▶ [INSTRUÇÃO DADA 1]
Segundo o trecho sobre o Terceiro Setor, por que as organizações privadas que apoiam ações voluntárias ficam, em regra, sujeitas às normas da Lei nº 13.019/2014? Responda em uma a três frases.
▶ [INSTRUÇÃO DADA 2]
Retome o trecho sobre o Terceiro Setor e escreva a continuação logo depois da última frase.

Com efeito, a toada que seguem as parcerias públicas leva à formalização dos interesses convergentes através de consórcios públicos e convênios, não perdendo de vista que em relação a estes não se admite a realização de despesas a título de administração, mas se faz necessária a realização de prévio processo licitatório, de acordo com os artigos 37, XXI, e 241 da Constituição da República (1988) e artigo 116 da Lei nº 8.666/1993.

Por outro lado, é bom que se diga que as organizações de natureza de direito privado que amparam as ações voluntárias são corriqueiramente pertencentes ao Terceiro Setor e, por conseguinte, estão, em regra, submetidas ao respectivo marco regulatório construído pelo advento da Lei nº 13.019/2014, máxime pelo fato de a regulamentação do trabalho voluntário no Brasil, definida pela Lei nº 9.608 (1998), estar voltada primordialmente para a pessoa física prestadora de serviço voluntário.

A crítica levantada por YAZBEK (2000) sobre o crescimento do Terceiro Setor, como sequência de um a política assistencialista dos demais setores, Estado e Mercado, que desloca a questão da pobreza de um espaço politicamente construído de diálogo – e mesmo de dissenso e ação social – para a assepsia da gestão tecnicista filantrópica, é forte, porém se confronta com uma realidade de estruturação de um sem-número de iniciativas socioeconômicas realizadas diuturnamente por organizações não governamentais, como se nota pelo trabalho de  FALCÃO, GUERRA e ALMEIDA (2013). A questão que se sobreleva, então, ainda na esteira de YAZBEK (2000) é como tratar o controle da gestão privada de financiamento público, em um sistema de rede, privilegiando-se a qualidade e não a estatística quantitativa como significativo de eficiência.

▶ [Registros de rotulagem e segmentação]
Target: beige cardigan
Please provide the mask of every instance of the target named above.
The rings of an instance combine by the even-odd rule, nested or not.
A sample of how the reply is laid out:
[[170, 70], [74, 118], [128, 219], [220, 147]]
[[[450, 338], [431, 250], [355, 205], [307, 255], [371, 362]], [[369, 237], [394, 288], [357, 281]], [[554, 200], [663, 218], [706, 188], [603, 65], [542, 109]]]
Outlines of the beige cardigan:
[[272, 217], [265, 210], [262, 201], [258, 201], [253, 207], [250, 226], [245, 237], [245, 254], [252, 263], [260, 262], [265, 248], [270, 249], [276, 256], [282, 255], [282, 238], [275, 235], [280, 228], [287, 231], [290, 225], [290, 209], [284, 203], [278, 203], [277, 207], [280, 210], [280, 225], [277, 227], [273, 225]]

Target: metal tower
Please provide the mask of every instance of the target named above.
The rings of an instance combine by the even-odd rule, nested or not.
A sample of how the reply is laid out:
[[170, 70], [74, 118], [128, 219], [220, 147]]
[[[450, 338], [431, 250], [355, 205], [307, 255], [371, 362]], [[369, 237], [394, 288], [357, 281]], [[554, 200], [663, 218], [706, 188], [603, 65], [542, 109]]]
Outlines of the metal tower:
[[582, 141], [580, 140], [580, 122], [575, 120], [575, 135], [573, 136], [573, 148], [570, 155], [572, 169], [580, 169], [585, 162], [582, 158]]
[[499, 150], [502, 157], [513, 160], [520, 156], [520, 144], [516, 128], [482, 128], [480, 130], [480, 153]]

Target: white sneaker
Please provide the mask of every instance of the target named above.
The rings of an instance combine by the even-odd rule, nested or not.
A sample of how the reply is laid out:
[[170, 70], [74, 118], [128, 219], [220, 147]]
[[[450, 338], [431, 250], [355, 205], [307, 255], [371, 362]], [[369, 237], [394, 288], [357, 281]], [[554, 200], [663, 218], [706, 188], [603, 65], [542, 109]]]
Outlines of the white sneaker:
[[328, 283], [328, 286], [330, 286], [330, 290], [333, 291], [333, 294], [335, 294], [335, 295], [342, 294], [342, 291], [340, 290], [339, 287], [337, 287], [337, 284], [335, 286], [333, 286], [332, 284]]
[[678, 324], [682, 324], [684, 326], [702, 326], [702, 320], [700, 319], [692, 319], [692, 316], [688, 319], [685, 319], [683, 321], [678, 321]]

▶ [RESPOSTA FINAL 1]
Essas organizações costumam fazer parte do Terceiro Setor. Além disso, a Lei nº 9.608/1998, que regula o trabalho voluntário no Brasil, trata principalmente da pessoa física que presta o serviço voluntário.

▶ [RESPOSTA FINAL 2]
Di Pietro (2015) ensina que a regra em se tratando de entidades com personalidade jurídica de direito privado é que o direito público se aplica somente quando existe norma expressa que o determine.

Sem embargo, quando se tratar de manejo e destinação de recursos públicos é necessário se ter em mente os princípios constitucionais da Administração Pública, sendo indispensável a prestação de contas perante a unidade gestora, assegurada a publicidade e a transparência na destinação dos recursos, o que reflete o controle público e social de sua aplicação, como, aliás, já definiu o c. Supremo Tribunal Federal ao tratar do caso ADI 1.923, ao tratar das entidades do Terceiro Setor.

Por consequência, as Organizações Sociais (OS), entidades sem fins lucrativos colaborativas do terceiro setor e que prestam serviços por delegação do Poder Público, em regime jurídico de direito privado, por gerirem patrimônio público a elas transferido em substituição ao Poder Público naquela atividade específica, têm delimitada sua atuação através de um contrato de gestão com o Poder Público, sendo, inclusive, a necessária licitação quanto às contratações de terceiros, na forma da Lei nº 9.637/1998.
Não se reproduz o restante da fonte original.